Extracted material below:
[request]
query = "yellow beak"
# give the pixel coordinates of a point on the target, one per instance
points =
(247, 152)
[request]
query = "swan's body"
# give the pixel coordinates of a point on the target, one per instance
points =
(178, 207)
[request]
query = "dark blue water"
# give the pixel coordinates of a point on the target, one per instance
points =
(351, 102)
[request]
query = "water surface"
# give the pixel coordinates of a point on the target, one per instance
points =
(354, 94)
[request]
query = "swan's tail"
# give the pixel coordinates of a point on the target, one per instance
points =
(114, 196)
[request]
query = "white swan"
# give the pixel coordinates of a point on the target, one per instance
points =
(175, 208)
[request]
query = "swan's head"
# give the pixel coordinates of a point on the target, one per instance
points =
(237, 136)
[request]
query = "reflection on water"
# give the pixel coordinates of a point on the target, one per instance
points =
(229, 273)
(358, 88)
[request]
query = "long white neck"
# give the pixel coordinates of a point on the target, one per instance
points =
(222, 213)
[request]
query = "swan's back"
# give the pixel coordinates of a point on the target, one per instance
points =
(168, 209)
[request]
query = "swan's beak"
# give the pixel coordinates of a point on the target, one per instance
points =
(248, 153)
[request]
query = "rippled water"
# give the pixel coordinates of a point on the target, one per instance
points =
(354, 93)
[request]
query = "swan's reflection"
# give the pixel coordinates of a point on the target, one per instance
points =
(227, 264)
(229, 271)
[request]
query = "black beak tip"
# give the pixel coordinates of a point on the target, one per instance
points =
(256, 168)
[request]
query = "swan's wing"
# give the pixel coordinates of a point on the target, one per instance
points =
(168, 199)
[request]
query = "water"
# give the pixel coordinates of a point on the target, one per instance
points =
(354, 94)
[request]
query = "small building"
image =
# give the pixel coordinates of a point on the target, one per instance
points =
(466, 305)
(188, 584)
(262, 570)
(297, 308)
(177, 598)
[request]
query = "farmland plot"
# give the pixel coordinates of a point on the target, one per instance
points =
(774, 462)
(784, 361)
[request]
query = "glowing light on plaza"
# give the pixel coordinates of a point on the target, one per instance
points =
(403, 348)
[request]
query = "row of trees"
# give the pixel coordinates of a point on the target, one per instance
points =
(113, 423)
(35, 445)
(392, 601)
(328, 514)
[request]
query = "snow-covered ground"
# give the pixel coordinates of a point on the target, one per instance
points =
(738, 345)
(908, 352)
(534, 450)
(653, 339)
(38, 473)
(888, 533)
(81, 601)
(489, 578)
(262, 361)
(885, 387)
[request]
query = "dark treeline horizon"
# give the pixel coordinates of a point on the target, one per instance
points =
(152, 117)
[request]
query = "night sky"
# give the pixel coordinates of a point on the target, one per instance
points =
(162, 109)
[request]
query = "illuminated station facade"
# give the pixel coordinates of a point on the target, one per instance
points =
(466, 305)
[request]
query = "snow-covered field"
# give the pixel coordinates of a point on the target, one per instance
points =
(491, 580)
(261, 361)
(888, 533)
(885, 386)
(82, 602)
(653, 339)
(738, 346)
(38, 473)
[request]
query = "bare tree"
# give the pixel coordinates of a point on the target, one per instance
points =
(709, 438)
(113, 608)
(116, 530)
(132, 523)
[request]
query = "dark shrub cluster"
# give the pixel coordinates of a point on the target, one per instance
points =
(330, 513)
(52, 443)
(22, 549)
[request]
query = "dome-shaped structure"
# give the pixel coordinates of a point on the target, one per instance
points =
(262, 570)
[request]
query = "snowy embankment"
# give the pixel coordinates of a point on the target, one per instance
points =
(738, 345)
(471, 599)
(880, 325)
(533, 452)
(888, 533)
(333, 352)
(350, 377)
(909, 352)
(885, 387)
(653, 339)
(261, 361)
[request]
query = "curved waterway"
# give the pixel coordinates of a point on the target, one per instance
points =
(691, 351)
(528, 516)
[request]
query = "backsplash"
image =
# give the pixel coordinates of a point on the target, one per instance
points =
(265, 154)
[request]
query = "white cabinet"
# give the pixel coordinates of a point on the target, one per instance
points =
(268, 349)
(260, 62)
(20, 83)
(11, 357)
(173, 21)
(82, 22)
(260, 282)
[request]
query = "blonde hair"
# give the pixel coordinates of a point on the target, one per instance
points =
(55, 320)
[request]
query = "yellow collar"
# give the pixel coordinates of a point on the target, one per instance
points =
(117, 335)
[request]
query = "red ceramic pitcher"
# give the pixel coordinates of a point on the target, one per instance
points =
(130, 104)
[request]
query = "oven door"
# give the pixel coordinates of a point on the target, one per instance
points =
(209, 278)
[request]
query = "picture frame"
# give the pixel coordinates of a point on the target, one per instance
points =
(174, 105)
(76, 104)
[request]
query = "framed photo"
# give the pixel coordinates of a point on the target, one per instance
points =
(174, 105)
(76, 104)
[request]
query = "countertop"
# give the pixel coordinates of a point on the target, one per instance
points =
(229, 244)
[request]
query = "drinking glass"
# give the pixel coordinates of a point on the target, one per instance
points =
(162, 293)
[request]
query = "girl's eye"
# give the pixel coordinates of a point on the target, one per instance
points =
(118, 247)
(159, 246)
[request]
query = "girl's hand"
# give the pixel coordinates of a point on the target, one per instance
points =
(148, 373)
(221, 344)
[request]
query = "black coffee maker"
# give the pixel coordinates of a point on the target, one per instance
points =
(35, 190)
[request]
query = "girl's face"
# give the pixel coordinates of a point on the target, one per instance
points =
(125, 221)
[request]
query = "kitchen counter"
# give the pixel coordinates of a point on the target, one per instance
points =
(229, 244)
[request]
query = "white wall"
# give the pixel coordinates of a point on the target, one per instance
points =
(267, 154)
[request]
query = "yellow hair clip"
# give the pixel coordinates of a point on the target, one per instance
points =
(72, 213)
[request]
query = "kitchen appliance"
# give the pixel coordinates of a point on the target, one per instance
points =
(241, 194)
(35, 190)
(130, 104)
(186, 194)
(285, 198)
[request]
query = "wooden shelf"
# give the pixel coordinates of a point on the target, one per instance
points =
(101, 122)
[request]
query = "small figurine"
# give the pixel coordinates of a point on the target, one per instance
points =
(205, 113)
End of Extracted material.
◆ Task statement
Every record above needs to be returned in full, exactly.

◆ Worked solution
[request]
query = "yellow beak"
# give the pixel coordinates of a point on the target, one per instance
points =
(247, 152)
[request]
query = "swan's body"
# give the pixel coordinates of a point on the target, one per instance
points =
(178, 207)
[request]
query = "dark blue water"
# give the pixel coordinates of a point on the target, one per instance
points =
(351, 102)
[request]
query = "water surface"
# give the pixel coordinates of a point on the target, one per instance
points =
(354, 94)
[request]
query = "swan's tail"
# give the pixel coordinates of a point on the target, one per instance
points =
(114, 196)
[request]
query = "white swan"
# give the pixel coordinates of a point on the target, one per instance
points =
(175, 208)
[request]
query = "swan's head"
# give the pixel coordinates of a point on the target, one per instance
points =
(237, 136)
[request]
query = "reflection on water"
# give the pixel coordinates of a point on the target, one per instance
points =
(229, 273)
(358, 88)
[request]
query = "long white neck"
# give the pixel coordinates of a point on the target, one per instance
points =
(222, 213)
[request]
query = "swan's back"
# give the pixel coordinates of a point on the target, one per instance
points =
(168, 209)
[request]
query = "swan's beak"
# give the pixel coordinates of a point on the target, one per instance
points =
(248, 153)
[request]
query = "rippled water"
# give the pixel coordinates of a point on the target, one per instance
points =
(354, 93)
[request]
query = "swan's reflection"
# give the pixel coordinates of a point on the target, one per instance
points =
(227, 264)
(229, 271)
[request]
query = "black beak tip"
# give the pixel coordinates of a point on the target, one per instance
points =
(256, 168)
[request]
query = "swan's wing"
# give the pixel coordinates of a point on the target, one per instance
points =
(168, 199)
[request]
query = "water"
# give the pixel coordinates of a point on the target, one per instance
points =
(354, 94)
[request]
query = "small building"
image =
# give the pixel coordinates of a point on the target, one per instance
points =
(466, 305)
(188, 584)
(262, 570)
(297, 308)
(177, 598)
[request]
query = "farmland plot"
# give the pixel coordinates of a point on the target, one per instance
points =
(774, 462)
(784, 361)
[request]
query = "glowing light on plaza"
# give the pixel coordinates of a point on the target, one per instance
points =
(403, 348)
[request]
query = "row of trees"
# give the pixel coordinates of a point on the target, one per instance
points =
(113, 423)
(35, 445)
(392, 601)
(328, 514)
[request]
query = "snow-covered ground"
# give the pixel coordinates of a point on the target, one per instance
points =
(738, 345)
(908, 352)
(534, 450)
(653, 339)
(38, 473)
(888, 533)
(81, 601)
(489, 578)
(262, 361)
(885, 387)
[request]
query = "dark treeline horizon"
# give the pixel coordinates of a point on the target, one per instance
points =
(152, 117)
[request]
query = "night sky"
# give the pixel coordinates of a point on the target, one per instance
points =
(162, 109)
[request]
query = "illuminated station facade"
# give the pixel coordinates of a point on the target, one per instance
points =
(466, 305)
[request]
query = "snow-covered field"
# give the pixel coordinates of a point on the target, one per instance
points =
(491, 580)
(261, 361)
(888, 533)
(885, 386)
(82, 602)
(653, 339)
(738, 346)
(38, 473)
[request]
query = "bare tree"
# give the pixel coordinates of a point on the target, one per instance
points =
(709, 438)
(113, 608)
(116, 530)
(132, 523)
[request]
query = "dark shrub cluster"
# give the pixel coordinates of a point on the target, one per instance
points =
(330, 513)
(52, 443)
(22, 549)
[request]
query = "dome-shaped structure"
# give the pixel coordinates of a point on the target, one per instance
points =
(262, 570)
[request]
query = "snowy embankment"
# give the pixel coordinates of a point on the target, one per instance
points =
(738, 345)
(471, 599)
(880, 325)
(533, 452)
(888, 533)
(333, 352)
(350, 377)
(909, 352)
(885, 387)
(653, 339)
(261, 361)
[request]
query = "curved waterway"
# give the pixel coordinates of a point on the target, one per instance
points =
(691, 351)
(528, 516)
[request]
query = "backsplash"
image =
# give the pixel coordinates of a point on the target, one per instance
points =
(265, 154)
[request]
query = "white cabinet"
# give the pixel coordinates of a point on the target, one per instance
points =
(268, 349)
(260, 62)
(20, 83)
(11, 357)
(173, 21)
(82, 22)
(260, 282)
[request]
query = "blonde hair"
# give the pixel coordinates of a point on the target, one per instance
points =
(55, 320)
[request]
query = "yellow collar"
# give the pixel coordinates of a point on the target, one per instance
points =
(117, 335)
[request]
query = "red ceramic pitcher"
# give the pixel coordinates of a point on the target, one per instance
points =
(130, 104)
[request]
query = "oven door"
# give the pixel coordinates of a point on the target, one per instance
points =
(209, 278)
[request]
query = "picture frame"
# give the pixel coordinates of a point on the target, one per instance
points =
(174, 105)
(76, 104)
[request]
query = "framed photo"
# give the pixel coordinates of a point on the target, one per instance
points =
(174, 105)
(76, 104)
[request]
query = "countertop"
# give the pixel coordinates of a point on the target, one per instance
points =
(229, 244)
[request]
query = "drinking glass"
# give the pixel coordinates of a point on the target, one per instance
points =
(162, 293)
[request]
query = "girl's eye"
# give the pixel coordinates of a point on the target, one per instance
points =
(118, 247)
(159, 246)
[request]
query = "girl's hand"
# give the pixel coordinates of a point on the target, one per instance
points =
(148, 373)
(221, 344)
[request]
query = "black coffee maker"
# give the pixel coordinates of a point on the target, one per instance
points =
(35, 190)
[request]
query = "girl's face"
# give the pixel coordinates of a point on the target, one per instance
points =
(125, 221)
[request]
query = "kitchen counter"
# give the pixel coordinates of a point on the target, one per instance
points =
(229, 244)
[request]
query = "white wall"
# give the pixel coordinates of a point on the target, one per instance
points =
(267, 154)
[request]
query = "yellow hair clip"
# give the pixel coordinates of a point on the target, one per instance
points =
(72, 213)
[request]
query = "kitchen appliance"
# give the pixel coordinates of a point on the target, one per instance
points =
(241, 194)
(35, 190)
(130, 104)
(186, 194)
(285, 198)
[request]
query = "wooden shelf"
# give the pixel coordinates of a point on the target, one per instance
points =
(101, 122)
[request]
query = "small figurine"
# give the pixel coordinates of a point on the target, one per instance
points =
(205, 113)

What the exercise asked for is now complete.